Görevler
• 1. Basın hürriyeti metnine göre şu soruları yanıtlayın:
(a) Yazılı basın, her sayısını nereye vererek denetlenir?
(b) Basın, haber alma ve ifade hürriyetleri hangi haklarla aynı kategoride ele alınır?
(c) Anmış olunan Anayasa Mahkemesi kararı Resmi Gazete'de hangi tarih ve sayıyla yer almıştır?
• 2. Basın hürriyeti metnine göre bu hürriyetlerin yalnızca savcı talimatıyla sınırlanması neden hukuka aykırıdır?
• 3. Basın hürriyeti metninde "Günlük, haftalık veya" ile başlayıp "vermek suretiyle denetlenirler." ile biten bölümü olduğu gibi kopyalayın.

Okuma metni
▽
Günlük, haftalık veya süreli yayın yapan yazılı basın da aynı şekilde işleyebilecekleri hukuka aykırı fiiller bakımından cezai ve hukuki yaptırımlara tabi şekilde her sayılarını ilgili denetleme mercilerine vermek suretiyle denetlenirler.
Basın kanunumuz, Anayasa’mız ve Anayasa’mızın 90. maddesi çerçevesinde ülkemiz bakımından bağlayıcı olan Avrupa İnsan Hakları Sözleşmesi, İnsan Hakları Evrensel Beyannamesi basın hürriyetini, haber alma hürriyetini ve ifade hürriyetini “temel insan hakkı” olarak tanır. Yargıtay, Anayasa Mahkemesi ve Avrupa İnsan Hakları Mahkemesi’nin basın, haber alma ve ifade hürriyetlerine ilişkin yerleşik içtihatları vardır. Bahsettiğim ana mevzuat ve yerleşik içtihatlar uyarınca basın hürriyeti, haber alma hürriyeti ve ifade hürriyeti, yaşam hakkı, fiziksel dokunulmazlık hakkı ve fiziksel özgürlük hakları ile aynı kategoride ele alınır. Bu hürriyetler, ancak ve ancak toplumun tamamı tehdit edildiğinde ve sadece bu tehdit ile mücadeleye yönelik olarak orantılı biçimde ve kanun ile sınırlanabilir. Böyle bir kanun yapma yönündeki yasama fiili dahi kanun çıktığı anda ve sonrasında uygulamasının öngörülen sınırların içinde olup olmadığı, uygulamada istismar olup olmadığı hem usul ve karar alma yönünden hem de ekonomik yönden bağımsız olması gereken mahkemelerin denetimine tabidir. Anayasa Mahkememiz, Anayasa tarafından öngörülmeyen bir sınırlama sebebinin kanunla dahi öngörülemeyeceğine hükmetmiştir. (1996/70 E., 1997/53 K. sayılı, 05.06.1997 tarihli kararı. Resmi Gazete tarih/sayı:04.04.2003/25069) Yani bu hürriyetlerin sınırlanması sadece savcı talimatıyla yapılması zaten ceza hukukumuza ve yukarıda saydığım temel mevzuata ve yerleşik içtihatlara aykırıdır.
△
Sağlanan öğeler
▽
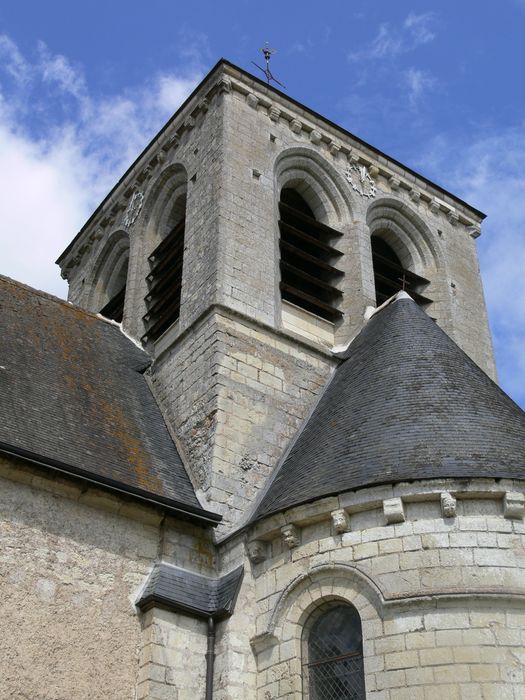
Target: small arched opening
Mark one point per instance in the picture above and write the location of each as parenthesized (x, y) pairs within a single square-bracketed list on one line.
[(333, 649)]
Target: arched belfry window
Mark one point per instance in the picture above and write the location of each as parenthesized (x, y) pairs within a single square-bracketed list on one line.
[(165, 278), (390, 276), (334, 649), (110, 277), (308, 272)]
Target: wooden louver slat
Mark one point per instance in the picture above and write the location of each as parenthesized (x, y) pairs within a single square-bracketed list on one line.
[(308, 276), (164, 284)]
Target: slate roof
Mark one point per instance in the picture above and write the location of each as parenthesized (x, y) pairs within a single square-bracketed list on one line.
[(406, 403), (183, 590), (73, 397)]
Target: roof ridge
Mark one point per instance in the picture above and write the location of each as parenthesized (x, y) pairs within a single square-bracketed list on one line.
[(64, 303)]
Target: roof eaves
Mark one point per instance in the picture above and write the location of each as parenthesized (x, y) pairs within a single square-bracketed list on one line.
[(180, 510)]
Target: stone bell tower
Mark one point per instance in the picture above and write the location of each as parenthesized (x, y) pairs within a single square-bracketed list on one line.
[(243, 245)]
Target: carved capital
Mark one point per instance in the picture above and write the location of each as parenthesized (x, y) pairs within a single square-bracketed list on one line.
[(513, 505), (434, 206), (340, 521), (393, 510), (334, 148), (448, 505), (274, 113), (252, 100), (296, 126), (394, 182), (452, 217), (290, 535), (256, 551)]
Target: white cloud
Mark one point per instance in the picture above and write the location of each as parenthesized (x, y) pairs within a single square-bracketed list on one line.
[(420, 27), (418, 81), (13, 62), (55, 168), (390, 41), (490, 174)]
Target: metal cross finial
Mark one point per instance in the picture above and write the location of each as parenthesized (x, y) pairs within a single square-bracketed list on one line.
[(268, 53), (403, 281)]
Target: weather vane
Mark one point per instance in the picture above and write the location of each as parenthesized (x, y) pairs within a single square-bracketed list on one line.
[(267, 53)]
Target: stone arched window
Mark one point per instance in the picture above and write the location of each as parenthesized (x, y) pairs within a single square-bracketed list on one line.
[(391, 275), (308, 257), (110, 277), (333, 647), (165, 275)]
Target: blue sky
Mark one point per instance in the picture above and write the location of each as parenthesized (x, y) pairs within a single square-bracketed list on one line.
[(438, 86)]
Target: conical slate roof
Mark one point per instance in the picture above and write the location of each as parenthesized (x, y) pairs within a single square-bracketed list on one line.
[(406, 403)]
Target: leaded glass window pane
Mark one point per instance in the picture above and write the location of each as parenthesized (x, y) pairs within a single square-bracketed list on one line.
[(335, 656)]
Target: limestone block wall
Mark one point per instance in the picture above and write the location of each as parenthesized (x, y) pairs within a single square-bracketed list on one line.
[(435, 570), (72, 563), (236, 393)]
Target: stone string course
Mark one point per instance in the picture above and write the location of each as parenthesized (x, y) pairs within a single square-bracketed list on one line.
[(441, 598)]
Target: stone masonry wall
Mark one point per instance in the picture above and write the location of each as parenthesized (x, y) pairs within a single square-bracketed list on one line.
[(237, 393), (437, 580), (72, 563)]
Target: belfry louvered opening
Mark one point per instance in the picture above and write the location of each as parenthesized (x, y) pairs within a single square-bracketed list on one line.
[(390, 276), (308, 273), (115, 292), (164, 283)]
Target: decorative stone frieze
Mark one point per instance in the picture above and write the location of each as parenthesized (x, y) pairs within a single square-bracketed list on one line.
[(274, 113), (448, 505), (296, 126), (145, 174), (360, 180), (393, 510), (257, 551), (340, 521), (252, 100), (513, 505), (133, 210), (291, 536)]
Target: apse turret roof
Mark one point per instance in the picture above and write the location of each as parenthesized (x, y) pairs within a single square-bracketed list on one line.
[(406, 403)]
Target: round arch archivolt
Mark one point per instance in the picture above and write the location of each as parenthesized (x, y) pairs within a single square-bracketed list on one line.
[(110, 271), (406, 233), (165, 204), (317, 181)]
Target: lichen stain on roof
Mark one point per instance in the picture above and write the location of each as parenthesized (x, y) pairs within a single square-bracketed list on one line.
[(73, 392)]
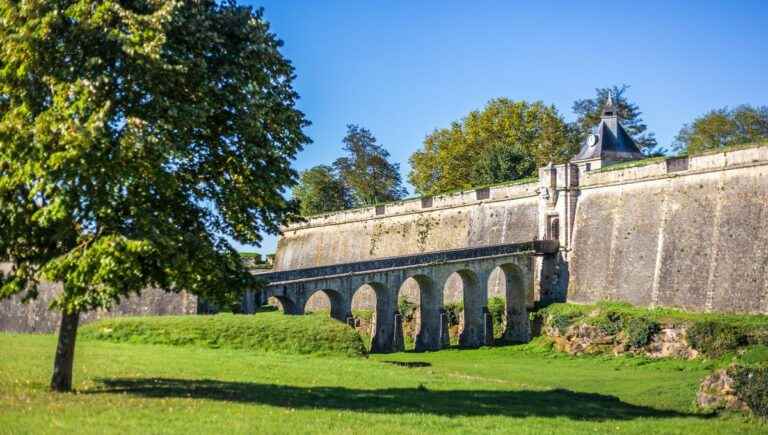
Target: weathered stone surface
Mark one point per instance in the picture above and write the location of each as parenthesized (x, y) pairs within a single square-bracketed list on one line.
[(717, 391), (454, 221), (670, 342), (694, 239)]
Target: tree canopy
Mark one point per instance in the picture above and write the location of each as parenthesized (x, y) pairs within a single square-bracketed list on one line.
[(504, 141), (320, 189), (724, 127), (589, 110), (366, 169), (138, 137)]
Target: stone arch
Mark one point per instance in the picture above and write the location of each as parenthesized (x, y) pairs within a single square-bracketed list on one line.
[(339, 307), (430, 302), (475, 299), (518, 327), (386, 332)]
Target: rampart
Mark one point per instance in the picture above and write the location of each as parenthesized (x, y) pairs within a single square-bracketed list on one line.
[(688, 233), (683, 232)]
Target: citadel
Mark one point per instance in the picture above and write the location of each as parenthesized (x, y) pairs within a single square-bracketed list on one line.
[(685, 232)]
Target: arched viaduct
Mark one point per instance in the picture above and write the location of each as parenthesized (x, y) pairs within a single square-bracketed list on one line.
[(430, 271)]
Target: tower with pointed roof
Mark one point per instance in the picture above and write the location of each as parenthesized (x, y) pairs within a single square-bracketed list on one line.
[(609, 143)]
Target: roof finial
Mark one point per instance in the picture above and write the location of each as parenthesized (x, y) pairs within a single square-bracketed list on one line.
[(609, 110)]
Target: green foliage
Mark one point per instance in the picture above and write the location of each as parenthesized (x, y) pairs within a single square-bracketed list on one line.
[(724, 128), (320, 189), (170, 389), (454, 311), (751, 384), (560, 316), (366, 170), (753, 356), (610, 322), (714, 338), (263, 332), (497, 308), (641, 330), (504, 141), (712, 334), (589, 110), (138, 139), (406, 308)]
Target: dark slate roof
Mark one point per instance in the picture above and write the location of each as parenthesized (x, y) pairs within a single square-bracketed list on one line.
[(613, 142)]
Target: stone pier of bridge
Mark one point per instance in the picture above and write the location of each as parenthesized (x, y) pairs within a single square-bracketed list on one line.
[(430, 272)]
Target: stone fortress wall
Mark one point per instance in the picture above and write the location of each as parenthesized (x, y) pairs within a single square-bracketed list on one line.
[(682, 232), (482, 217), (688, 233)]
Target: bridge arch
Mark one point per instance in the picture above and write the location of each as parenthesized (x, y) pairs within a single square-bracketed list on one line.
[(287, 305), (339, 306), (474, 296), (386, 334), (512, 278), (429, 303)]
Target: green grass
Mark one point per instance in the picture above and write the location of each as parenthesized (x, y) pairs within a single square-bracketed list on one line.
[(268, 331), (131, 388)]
△
▽
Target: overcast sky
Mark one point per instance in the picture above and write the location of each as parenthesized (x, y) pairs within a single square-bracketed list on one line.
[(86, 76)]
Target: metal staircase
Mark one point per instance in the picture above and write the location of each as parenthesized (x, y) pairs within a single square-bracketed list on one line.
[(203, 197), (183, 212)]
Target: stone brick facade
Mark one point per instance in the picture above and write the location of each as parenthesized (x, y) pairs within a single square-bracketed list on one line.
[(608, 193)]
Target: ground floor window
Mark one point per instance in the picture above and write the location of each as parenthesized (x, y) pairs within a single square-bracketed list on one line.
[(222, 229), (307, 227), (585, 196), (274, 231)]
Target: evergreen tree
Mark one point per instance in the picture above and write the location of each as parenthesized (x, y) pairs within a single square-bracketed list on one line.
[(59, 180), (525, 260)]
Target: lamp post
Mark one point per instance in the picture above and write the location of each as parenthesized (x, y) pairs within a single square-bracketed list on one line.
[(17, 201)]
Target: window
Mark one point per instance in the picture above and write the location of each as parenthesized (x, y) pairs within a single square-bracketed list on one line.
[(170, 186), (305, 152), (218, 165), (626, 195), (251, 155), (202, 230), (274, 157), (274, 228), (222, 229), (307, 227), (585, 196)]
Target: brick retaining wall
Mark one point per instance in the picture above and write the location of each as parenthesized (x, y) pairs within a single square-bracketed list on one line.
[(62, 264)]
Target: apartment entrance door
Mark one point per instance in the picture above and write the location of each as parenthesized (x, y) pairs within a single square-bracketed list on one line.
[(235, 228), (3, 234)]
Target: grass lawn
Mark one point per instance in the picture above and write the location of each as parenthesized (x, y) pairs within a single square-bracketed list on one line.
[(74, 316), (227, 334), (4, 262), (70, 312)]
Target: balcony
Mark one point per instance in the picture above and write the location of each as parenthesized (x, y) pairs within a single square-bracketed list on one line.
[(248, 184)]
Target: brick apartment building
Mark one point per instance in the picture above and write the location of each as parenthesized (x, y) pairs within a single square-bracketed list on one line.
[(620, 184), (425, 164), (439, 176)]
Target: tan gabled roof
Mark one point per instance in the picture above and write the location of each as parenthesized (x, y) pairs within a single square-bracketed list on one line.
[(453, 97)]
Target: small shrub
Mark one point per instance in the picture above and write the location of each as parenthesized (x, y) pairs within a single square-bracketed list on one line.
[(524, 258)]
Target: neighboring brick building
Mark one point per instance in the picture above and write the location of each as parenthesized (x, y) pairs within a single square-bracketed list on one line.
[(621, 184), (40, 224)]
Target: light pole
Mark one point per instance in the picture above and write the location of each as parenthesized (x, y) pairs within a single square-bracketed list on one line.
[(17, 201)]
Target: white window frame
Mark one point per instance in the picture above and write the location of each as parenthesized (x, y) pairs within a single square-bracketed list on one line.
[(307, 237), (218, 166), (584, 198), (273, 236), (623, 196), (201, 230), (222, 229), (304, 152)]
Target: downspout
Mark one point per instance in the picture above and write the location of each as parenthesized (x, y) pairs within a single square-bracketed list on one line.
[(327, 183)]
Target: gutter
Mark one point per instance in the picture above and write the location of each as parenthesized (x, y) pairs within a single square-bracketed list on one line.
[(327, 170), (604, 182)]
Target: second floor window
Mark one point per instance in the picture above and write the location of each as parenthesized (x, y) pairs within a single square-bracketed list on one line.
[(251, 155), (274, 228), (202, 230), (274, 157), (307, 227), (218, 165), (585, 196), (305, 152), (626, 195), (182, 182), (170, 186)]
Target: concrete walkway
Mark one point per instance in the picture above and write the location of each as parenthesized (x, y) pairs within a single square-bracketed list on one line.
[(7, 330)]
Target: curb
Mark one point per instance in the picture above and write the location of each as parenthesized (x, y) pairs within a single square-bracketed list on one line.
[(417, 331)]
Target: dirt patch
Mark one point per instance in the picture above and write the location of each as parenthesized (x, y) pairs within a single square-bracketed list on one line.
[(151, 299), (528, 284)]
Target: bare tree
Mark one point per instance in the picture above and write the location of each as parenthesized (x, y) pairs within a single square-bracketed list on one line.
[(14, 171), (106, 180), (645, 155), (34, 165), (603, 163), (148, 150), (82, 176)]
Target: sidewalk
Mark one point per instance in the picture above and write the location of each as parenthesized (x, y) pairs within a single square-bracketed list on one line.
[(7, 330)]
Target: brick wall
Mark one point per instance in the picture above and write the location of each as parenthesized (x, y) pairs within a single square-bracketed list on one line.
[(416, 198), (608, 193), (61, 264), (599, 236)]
△
Görev yanıtları
• 1.
(a) İlgili denetleme mercilerine.
(b) Yaşam hakkı, fiziksel dokunulmazlık hakkı ve fiziksel özgürlük haklarıyla.
(c) 04.04.2003 tarihli, 25069 sayılı Resmi Gazete'de.

• 2. Bu hürriyetler ancak toplumun tamamı tehdit edildiğinde, yalnızca bu tehditle mücadele için, orantılı biçimde ve kanunla sınırlanabilir. Anayasa Mahkemesi de Anayasa'nın öngörmediği bir sınırlama sebebinin kanunla dahi öngörülemeyeceğine hükmetmiştir. Bu yüzden savcı talimatıyla yapılan bir sınırlama, ceza hukukuna, temel mevzuata ve yerleşik içtihatlara aykırıdır.

• 3.
Günlük, haftalık veya süreli yayın yapan yazılı basın da aynı şekilde işleyebilecekleri hukuka aykırı fiiller bakımından cezai ve hukuki yaptırımlara tabi şekilde her sayılarını ilgili denetleme mercilerine vermek suretiyle denetlenirler.